Things to do:
(1) In the Spark issue notice, which pull request resolved the issue?
(2) Copy the part of the Spark issue notice that runs from "Posted to issues@spark.apache.org" up to and including "Meng resolved SPARK-7131.".

You are viewing a plain text version of this content. The canonical link for it is here.
Posted to issues@spark.apache.org by "Xiangrui Meng (JIRA)" <ji...@apache.org> on 2015/07/17 07:28:04 UTC

[jira] [Resolved] (SPARK-7131) Move tree,forest implementation from spark.mllib to spark.ml

     [ https://issues.apache.org/jira/browse/SPARK-7131?page=com.atlassian.jira.plugin.system.issuetabpanels:all-tabpanel ]

Xiangrui Meng resolved SPARK-7131.
----------------------------------
       Resolution: Fixed
    Fix Version/s: 1.5.0

Issue resolved by pull request 7294
[https://github.com/apache/spark/pull/7294]

> Move tree,forest implementation from spark.mllib to spark.ml
> ------------------------------------------------------------
>
>                 Key: SPARK-7131
>                 URL: https://issues.apache.org/jira/browse/SPARK-7131
>             Project: Spark
>          Issue Type: Improvement
>          Components: ML, MLlib
>    Affects Versions: 1.4.0
>            Reporter: Joseph K. Bradley
>            Assignee: Joseph K. Bradley
>             Fix For: 1.5.0
>
>   Original Estimate: 168h
>  Remaining Estimate: 168h
>
> We want to change and improve the spark.ml API for trees and ensembles, but we cannot change the old API in spark.mllib.  To support the changes we want to make, we should move the implementation from spark.mllib to spark.ml.  We will generalize and modify it, but will also ensure that we do not change the behavior of the old API.

Records:

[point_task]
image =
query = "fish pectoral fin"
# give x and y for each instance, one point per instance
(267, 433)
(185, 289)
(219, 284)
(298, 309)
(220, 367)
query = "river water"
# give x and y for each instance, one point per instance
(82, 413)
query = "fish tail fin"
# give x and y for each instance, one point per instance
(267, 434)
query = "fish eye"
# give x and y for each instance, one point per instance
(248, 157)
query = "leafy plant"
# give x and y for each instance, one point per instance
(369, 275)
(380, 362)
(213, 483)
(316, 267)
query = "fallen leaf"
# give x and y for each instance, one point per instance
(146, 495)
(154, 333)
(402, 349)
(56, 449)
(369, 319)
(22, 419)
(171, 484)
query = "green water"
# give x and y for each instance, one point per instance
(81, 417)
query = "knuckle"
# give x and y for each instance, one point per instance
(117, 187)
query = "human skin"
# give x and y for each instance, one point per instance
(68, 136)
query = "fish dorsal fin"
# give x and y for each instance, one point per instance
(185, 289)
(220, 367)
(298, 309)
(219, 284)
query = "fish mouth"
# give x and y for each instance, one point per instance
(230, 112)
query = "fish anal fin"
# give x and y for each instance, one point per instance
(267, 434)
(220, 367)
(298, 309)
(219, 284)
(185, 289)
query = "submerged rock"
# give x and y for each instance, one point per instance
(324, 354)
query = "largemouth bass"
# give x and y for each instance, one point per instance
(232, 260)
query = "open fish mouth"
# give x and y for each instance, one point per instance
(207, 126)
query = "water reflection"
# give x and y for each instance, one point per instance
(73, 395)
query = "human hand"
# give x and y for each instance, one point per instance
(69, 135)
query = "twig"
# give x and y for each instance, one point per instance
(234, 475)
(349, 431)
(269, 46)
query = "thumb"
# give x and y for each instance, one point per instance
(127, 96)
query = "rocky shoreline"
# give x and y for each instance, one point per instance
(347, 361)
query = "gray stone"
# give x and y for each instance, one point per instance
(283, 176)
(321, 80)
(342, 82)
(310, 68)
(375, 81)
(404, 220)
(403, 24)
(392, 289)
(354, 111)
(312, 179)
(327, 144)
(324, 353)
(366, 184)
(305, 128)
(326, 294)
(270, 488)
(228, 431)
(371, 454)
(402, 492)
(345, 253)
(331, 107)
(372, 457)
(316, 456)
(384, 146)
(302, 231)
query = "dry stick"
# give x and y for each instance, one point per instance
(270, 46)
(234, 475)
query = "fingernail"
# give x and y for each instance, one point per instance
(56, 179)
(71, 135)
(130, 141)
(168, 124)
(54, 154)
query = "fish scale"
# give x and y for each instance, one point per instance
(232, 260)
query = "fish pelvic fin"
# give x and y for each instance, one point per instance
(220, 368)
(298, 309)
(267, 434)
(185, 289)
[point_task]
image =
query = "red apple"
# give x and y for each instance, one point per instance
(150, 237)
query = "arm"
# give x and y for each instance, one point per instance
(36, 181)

In response:
(1) Pull request 7294

(2)
Posted to issues@spark.apache.org by "Xiangrui Meng (JIRA)" <ji...@apache.org> on 2015/07/17 07:28:04 UTC

[jira] [Resolved] (SPARK-7131) Move tree,forest implementation from spark.mllib to spark.ml

     [ https://issues.apache.org/jira/browse/SPARK-7131?page=com.atlassian.jira.plugin.system.issuetabpanels:all-tabpanel ]

Xiangrui Meng resolved SPARK-7131.